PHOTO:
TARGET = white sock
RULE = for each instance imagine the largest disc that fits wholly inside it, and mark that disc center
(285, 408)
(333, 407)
+ + + + + + +
* _SHORT EXERCISE_
Copy every one of the rows above word for word, line by line.

* _TASK SOLUTION_
PHOTO:
TARGET = white sock
RULE = for each instance imagine the largest disc that fits wholly inside it, and mark that disc center
(285, 408)
(333, 407)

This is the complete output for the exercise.